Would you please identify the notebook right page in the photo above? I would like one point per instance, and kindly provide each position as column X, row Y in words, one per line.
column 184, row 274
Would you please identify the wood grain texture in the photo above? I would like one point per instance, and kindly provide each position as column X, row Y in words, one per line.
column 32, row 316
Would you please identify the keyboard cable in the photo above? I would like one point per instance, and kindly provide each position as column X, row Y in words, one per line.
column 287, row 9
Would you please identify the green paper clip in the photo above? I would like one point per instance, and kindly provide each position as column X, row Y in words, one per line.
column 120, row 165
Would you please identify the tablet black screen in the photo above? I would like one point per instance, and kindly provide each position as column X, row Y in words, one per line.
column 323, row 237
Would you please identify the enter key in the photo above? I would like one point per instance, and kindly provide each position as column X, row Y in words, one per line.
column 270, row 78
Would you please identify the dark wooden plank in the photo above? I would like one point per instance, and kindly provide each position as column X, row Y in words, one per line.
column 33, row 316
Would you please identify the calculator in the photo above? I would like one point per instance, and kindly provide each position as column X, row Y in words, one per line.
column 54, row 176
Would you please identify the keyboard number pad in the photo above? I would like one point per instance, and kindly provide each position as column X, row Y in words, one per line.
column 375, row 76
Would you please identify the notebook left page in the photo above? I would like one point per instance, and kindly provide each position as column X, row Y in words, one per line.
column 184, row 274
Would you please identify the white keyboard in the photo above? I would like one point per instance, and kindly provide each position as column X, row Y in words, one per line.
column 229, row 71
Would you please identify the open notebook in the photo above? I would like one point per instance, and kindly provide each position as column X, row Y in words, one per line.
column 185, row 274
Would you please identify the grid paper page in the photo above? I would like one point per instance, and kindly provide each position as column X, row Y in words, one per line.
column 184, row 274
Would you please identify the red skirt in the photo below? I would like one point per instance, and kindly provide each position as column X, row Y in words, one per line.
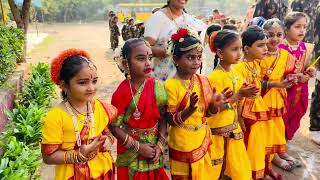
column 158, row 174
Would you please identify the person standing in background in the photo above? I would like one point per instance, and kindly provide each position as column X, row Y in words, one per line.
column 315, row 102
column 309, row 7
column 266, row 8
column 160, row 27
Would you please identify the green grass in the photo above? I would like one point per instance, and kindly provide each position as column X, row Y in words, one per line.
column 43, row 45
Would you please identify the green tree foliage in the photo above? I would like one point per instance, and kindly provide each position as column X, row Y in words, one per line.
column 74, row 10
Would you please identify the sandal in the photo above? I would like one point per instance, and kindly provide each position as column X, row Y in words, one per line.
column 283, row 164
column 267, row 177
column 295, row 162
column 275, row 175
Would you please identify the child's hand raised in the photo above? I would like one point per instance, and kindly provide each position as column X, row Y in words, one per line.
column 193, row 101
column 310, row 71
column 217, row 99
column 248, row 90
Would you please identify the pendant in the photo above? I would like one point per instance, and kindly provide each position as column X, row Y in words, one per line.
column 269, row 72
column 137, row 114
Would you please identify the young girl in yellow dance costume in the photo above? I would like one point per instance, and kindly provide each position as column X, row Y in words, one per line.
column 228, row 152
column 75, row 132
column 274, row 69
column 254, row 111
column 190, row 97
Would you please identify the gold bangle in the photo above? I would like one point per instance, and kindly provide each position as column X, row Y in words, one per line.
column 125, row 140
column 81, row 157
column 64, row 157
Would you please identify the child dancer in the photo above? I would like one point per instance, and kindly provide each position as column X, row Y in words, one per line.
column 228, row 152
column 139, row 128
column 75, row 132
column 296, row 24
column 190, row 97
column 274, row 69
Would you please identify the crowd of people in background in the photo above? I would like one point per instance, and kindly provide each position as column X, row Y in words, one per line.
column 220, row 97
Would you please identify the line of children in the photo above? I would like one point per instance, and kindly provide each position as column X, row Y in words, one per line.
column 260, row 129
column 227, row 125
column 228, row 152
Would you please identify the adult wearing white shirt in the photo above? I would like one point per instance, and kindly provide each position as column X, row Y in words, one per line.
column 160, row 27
┄┄┄┄┄┄┄┄┄┄
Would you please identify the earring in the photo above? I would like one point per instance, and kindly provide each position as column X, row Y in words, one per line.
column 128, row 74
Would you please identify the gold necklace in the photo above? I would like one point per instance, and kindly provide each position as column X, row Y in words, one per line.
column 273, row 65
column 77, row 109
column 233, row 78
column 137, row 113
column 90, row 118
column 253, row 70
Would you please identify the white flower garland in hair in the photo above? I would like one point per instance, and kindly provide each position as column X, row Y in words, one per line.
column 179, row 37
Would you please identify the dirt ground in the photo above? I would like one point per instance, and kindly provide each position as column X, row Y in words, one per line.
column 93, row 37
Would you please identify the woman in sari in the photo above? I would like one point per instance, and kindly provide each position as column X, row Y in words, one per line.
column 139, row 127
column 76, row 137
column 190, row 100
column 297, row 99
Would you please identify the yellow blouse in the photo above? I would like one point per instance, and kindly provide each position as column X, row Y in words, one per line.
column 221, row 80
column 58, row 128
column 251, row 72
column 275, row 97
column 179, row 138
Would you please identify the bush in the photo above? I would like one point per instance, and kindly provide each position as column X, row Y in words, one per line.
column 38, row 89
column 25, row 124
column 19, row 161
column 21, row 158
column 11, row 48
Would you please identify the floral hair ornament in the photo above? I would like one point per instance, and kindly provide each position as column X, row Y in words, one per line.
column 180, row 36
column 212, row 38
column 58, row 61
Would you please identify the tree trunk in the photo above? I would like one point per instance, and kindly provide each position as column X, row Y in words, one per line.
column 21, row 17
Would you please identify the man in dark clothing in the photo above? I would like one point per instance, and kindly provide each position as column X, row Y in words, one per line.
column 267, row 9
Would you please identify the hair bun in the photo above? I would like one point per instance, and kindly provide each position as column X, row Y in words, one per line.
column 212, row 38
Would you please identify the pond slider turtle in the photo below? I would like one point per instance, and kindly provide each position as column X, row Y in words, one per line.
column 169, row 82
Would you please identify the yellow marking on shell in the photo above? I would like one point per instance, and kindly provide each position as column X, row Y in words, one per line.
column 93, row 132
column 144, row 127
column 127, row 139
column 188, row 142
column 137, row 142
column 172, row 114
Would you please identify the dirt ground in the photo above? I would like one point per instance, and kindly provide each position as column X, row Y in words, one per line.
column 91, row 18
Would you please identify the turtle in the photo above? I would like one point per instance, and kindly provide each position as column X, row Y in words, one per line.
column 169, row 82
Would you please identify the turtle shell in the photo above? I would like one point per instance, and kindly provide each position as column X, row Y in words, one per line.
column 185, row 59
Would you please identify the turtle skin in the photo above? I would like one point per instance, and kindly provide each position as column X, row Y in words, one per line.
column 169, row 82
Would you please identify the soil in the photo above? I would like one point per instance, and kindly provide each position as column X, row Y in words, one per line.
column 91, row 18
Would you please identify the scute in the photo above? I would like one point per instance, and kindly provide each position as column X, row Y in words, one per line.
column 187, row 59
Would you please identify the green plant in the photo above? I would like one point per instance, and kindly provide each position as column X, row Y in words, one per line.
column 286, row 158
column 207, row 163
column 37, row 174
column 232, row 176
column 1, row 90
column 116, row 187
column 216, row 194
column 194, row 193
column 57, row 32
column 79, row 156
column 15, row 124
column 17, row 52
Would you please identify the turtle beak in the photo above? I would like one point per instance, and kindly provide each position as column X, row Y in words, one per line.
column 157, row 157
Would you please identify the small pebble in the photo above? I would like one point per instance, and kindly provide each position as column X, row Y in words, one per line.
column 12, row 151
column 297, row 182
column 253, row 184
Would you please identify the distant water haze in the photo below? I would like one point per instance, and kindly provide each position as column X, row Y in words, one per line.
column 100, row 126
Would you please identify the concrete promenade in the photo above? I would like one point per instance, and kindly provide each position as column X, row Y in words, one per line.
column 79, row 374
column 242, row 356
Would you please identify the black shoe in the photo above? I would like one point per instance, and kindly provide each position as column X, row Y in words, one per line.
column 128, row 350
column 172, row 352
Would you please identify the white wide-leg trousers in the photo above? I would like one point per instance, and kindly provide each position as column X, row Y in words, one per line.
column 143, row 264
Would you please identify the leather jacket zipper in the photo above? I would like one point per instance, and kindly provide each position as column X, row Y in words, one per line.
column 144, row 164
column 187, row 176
┄┄┄┄┄┄┄┄┄┄
- Problem: Convert the items from the line with "Would you please identify the notebook right" up to and including the line with "column 270, row 78" into a two-column CSV with the headers input and output, one row per item holding its text and its answer. Wrap each field in double quotes and replace any line breaks inside a field with spaces.

- Reply:
input,output
"Would you please identify the notebook right page in the photo above? I would like one point per instance, and kindly provide each position as column X, row Y in words, one per line.","column 184, row 274"
"Would you please identify the wood grain texture in the photo above? I would like one point per instance, and kindly provide each position as column X, row Y in words, one per line.","column 32, row 316"
"Would you please identify the keyboard cable in the photo above? I would like one point per instance, and kindly provide each position as column X, row Y in words, one per line.","column 287, row 9"
"Would you please identify the green paper clip in the photo above? I would like one point per instance, and kindly provide each position as column X, row Y in words, one per line.","column 120, row 165"
"Would you please identify the tablet black screen in the photo above? I would like one point per instance, and kindly provide each position as column X, row Y in words, one per line.","column 323, row 237"
"Would you please identify the enter key in the photo above? I would like one point per instance, and kindly provide each position as column X, row Y in words, one per line.","column 270, row 78"